- Exercise
Which lines in the items below contain the word "pole"? Pick out each one and copy it.

- Information given
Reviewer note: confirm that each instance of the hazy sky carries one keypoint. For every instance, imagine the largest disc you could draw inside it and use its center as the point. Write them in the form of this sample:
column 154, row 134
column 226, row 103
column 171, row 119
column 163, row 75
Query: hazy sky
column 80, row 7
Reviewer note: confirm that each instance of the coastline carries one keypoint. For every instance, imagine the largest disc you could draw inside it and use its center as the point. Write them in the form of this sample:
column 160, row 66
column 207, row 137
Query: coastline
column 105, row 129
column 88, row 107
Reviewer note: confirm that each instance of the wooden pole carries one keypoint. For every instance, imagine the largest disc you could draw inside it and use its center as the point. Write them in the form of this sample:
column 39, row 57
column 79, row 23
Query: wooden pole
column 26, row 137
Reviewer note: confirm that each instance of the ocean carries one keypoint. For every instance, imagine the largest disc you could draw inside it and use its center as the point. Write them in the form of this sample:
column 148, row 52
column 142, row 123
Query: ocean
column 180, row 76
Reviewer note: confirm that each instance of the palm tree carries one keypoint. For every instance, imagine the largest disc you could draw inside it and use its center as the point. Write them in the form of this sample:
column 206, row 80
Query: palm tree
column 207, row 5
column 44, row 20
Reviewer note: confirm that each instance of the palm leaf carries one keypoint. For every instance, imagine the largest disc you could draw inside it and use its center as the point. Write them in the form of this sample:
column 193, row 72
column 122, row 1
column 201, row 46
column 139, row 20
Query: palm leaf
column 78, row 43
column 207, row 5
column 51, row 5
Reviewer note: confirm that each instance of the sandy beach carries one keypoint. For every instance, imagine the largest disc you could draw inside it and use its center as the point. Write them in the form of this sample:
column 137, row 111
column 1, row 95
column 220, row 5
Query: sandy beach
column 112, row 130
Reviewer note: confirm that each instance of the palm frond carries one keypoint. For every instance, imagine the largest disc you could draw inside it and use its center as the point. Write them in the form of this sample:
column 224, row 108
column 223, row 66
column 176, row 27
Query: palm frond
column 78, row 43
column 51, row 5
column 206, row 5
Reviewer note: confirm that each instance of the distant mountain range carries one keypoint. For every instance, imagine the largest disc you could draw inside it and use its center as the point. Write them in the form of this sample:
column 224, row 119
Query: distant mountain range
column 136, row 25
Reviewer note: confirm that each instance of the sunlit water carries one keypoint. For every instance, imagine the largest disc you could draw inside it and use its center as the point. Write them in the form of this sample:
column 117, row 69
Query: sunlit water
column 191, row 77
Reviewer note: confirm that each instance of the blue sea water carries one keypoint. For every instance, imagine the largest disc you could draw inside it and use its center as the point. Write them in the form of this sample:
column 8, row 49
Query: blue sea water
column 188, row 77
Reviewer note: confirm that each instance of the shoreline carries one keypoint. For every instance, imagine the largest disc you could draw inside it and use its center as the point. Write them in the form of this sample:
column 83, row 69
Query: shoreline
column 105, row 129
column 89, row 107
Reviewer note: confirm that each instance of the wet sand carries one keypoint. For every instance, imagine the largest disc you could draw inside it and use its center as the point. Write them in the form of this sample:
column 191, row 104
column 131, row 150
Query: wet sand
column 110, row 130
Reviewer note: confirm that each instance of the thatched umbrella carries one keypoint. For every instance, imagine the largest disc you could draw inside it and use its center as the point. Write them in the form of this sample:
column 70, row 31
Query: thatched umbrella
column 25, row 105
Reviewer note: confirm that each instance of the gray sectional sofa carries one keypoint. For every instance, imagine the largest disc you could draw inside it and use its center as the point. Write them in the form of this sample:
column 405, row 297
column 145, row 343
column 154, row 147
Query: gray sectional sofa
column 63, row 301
==
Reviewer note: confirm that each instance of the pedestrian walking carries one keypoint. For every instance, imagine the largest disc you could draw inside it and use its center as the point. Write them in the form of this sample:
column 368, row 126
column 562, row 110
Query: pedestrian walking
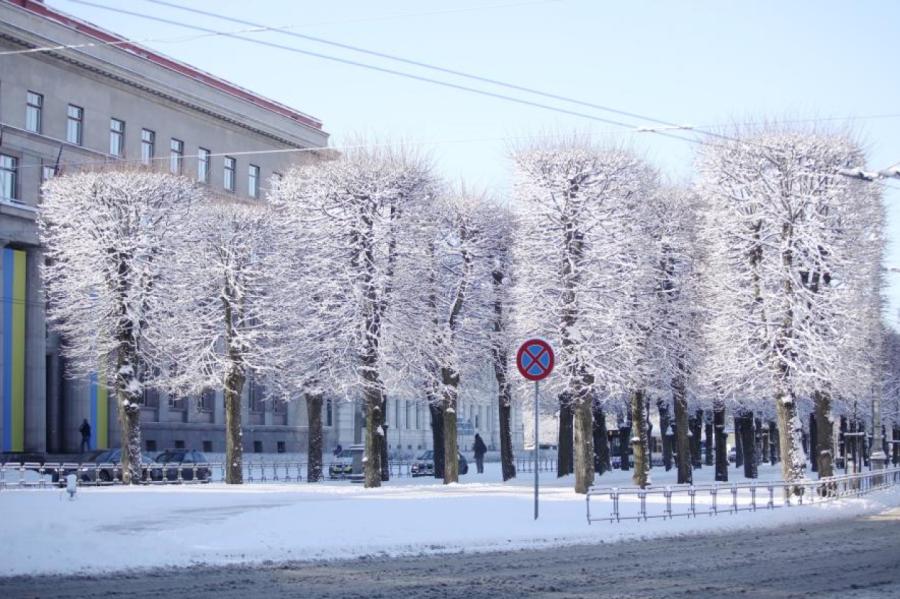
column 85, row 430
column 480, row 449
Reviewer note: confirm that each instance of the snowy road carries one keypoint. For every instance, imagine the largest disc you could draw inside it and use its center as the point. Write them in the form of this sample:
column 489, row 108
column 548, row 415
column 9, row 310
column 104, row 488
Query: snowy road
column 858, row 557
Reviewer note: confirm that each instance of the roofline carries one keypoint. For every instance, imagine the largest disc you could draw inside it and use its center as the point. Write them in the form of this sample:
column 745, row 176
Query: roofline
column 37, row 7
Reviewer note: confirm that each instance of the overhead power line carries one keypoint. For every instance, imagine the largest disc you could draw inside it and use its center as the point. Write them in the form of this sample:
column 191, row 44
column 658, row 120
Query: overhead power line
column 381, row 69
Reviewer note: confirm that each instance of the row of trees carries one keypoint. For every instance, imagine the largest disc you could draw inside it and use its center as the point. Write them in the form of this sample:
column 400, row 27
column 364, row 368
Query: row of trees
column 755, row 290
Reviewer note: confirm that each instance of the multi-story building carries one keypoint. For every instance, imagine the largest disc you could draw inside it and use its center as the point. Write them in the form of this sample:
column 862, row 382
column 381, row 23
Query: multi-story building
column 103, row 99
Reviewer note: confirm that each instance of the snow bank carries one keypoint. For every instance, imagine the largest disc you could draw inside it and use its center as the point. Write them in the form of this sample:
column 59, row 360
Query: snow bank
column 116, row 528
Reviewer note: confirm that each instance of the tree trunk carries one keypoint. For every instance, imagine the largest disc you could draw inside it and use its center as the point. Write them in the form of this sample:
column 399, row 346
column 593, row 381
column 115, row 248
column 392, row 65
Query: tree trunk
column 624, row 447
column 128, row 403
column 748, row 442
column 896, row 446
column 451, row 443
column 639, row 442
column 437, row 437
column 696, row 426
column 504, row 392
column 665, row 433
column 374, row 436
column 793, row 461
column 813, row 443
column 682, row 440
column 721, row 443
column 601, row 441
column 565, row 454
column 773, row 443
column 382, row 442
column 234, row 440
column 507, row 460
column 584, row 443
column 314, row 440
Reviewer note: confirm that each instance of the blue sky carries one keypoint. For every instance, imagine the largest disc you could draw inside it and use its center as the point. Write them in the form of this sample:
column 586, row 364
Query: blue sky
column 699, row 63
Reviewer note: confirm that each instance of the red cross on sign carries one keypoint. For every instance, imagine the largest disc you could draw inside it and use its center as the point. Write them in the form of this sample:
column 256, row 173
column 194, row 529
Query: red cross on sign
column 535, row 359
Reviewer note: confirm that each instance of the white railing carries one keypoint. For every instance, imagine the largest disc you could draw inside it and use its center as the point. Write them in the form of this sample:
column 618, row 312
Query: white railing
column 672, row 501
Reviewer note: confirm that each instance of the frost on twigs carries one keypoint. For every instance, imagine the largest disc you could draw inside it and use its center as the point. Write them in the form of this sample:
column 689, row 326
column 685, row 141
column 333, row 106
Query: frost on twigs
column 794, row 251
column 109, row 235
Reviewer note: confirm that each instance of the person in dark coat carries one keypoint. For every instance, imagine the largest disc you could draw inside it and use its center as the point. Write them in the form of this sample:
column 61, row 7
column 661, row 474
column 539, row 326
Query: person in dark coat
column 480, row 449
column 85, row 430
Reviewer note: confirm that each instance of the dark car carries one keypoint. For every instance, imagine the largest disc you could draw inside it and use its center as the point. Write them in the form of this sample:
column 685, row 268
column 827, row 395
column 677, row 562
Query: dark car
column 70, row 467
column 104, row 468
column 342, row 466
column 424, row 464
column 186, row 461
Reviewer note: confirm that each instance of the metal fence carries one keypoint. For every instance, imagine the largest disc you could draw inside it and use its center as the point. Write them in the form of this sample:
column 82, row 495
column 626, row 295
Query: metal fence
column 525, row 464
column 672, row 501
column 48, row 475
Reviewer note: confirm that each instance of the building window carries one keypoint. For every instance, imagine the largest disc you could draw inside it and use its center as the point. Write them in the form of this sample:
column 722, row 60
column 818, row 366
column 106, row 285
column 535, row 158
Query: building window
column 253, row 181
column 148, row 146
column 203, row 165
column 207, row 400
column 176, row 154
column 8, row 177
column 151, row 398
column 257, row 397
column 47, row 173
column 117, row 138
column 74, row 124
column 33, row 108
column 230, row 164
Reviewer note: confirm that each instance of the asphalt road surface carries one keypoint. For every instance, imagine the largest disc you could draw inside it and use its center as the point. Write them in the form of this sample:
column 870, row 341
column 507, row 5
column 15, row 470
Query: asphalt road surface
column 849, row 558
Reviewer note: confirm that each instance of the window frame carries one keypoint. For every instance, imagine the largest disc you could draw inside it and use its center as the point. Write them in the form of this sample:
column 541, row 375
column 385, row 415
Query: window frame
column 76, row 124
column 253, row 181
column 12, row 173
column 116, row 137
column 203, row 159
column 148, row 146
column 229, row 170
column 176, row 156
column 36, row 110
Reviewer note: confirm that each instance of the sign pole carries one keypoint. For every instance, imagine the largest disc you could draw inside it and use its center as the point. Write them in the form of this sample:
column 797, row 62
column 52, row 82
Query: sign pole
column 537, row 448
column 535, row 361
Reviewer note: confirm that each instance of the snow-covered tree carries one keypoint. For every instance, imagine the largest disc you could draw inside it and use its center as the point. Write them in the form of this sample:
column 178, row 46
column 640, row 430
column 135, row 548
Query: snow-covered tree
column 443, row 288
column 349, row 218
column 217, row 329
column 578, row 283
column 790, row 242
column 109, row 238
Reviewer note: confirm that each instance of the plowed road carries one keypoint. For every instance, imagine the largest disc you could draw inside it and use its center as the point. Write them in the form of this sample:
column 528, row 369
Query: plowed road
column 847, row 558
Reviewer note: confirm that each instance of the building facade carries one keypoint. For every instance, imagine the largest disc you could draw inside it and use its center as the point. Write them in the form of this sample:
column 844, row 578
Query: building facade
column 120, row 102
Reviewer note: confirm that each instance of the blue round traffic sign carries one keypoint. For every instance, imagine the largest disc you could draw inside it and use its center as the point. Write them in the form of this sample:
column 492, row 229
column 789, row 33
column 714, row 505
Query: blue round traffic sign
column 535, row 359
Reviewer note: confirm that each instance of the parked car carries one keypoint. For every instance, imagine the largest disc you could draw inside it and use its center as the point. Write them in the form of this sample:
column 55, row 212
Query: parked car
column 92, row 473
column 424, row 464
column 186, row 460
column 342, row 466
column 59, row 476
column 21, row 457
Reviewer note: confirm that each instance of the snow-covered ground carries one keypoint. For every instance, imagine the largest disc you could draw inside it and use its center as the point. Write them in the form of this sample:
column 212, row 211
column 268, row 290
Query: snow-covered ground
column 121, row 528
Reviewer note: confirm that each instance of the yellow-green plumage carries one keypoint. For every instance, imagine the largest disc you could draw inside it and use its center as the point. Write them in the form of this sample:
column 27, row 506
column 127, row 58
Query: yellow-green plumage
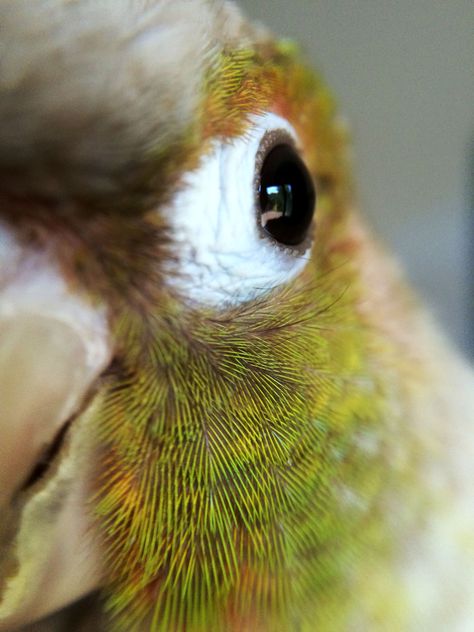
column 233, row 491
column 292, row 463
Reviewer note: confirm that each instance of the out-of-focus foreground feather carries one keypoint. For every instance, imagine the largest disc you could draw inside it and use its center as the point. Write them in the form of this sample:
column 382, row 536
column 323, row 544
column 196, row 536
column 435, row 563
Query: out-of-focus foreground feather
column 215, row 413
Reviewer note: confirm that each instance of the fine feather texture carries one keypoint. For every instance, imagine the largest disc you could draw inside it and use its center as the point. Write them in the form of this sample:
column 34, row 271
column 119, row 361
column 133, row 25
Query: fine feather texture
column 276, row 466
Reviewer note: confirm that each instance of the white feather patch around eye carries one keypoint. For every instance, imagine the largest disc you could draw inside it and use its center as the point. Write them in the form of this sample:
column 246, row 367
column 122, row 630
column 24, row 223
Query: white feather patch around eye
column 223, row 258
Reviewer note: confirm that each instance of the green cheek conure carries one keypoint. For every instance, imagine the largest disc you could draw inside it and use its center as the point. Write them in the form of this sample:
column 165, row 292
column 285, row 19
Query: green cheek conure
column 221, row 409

- Exercise solution
Reviewer note: confirm that each instance of the wooden pole carries one keypoint. For every instance, imagine the largest disc you could draw inside it and use its center as the point. Write them in the form of this sample:
Query: wooden pole
Reviewer note: confirm that each instance of the sign pole carries one keypoint. For every instance, imagine the largest disc you could draw inside it and use its center as the point. Write them in the form of this sample:
Query: sign pole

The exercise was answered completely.